Stated problem >>
Starting at the line that contains "Target: woman's face" and continuing through the end of the items, write out every line again, requests included, with each coordinate in the answers scaled by 1.8 and rounded to a whole number, halves rounded up. Give only these lines.

[Data drawn from a collection]
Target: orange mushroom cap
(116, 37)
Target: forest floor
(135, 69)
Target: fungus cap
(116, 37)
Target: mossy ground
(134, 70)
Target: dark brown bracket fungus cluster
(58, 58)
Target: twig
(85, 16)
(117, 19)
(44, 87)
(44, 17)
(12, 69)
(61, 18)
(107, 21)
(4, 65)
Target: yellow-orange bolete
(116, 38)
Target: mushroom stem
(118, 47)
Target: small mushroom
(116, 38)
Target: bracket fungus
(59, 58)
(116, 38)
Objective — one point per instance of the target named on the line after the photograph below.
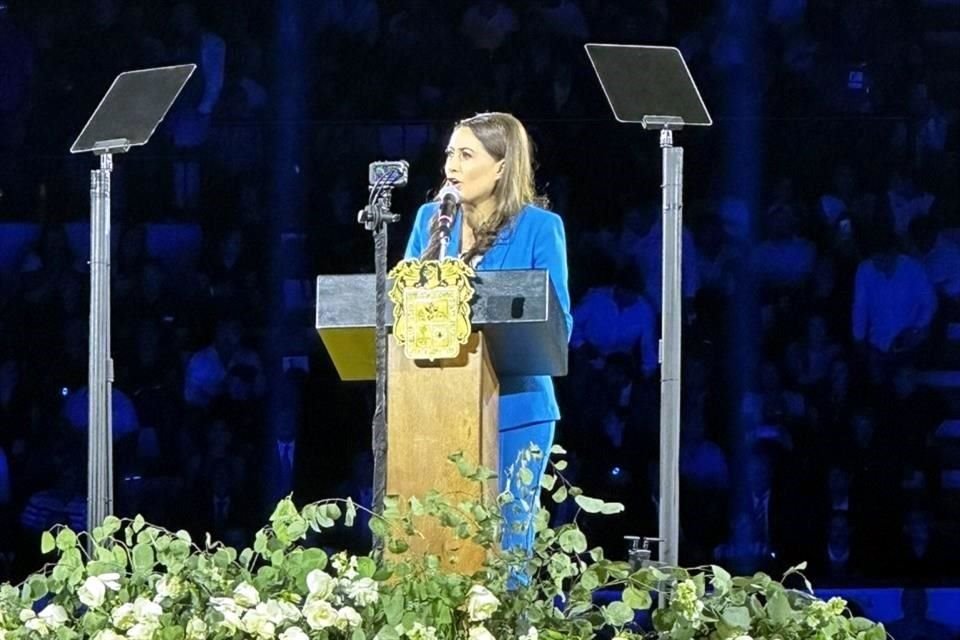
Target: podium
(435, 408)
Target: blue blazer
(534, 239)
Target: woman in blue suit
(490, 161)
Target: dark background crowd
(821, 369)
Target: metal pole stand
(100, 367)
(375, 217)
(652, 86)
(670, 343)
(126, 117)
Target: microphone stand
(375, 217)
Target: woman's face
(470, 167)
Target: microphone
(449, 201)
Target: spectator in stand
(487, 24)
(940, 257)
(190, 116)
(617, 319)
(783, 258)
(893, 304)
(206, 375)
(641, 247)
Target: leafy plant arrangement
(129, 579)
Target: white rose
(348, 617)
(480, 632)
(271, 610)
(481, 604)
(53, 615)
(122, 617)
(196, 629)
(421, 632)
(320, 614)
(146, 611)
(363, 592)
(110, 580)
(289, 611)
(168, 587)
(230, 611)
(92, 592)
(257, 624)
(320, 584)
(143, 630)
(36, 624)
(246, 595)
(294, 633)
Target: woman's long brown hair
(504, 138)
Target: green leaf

Full answer >>
Target: woman's face
(846, 301)
Target: microphone
(808, 362)
Target: spectator in stand
(877, 43)
(1692, 463)
(342, 209)
(1111, 574)
(1409, 464)
(1607, 547)
(371, 675)
(1154, 445)
Target: leafy plant arrangement
(232, 1042)
Target: white rose
(626, 1111)
(864, 1138)
(488, 1098)
(866, 1087)
(95, 1107)
(220, 1111)
(353, 1132)
(758, 1138)
(576, 1105)
(263, 1100)
(653, 1066)
(198, 1044)
(520, 1100)
(302, 1057)
(414, 1100)
(166, 1066)
(463, 1123)
(576, 1051)
(257, 1134)
(65, 1123)
(443, 1071)
(529, 1139)
Target: woman's long brown hair
(907, 248)
Target: green leaf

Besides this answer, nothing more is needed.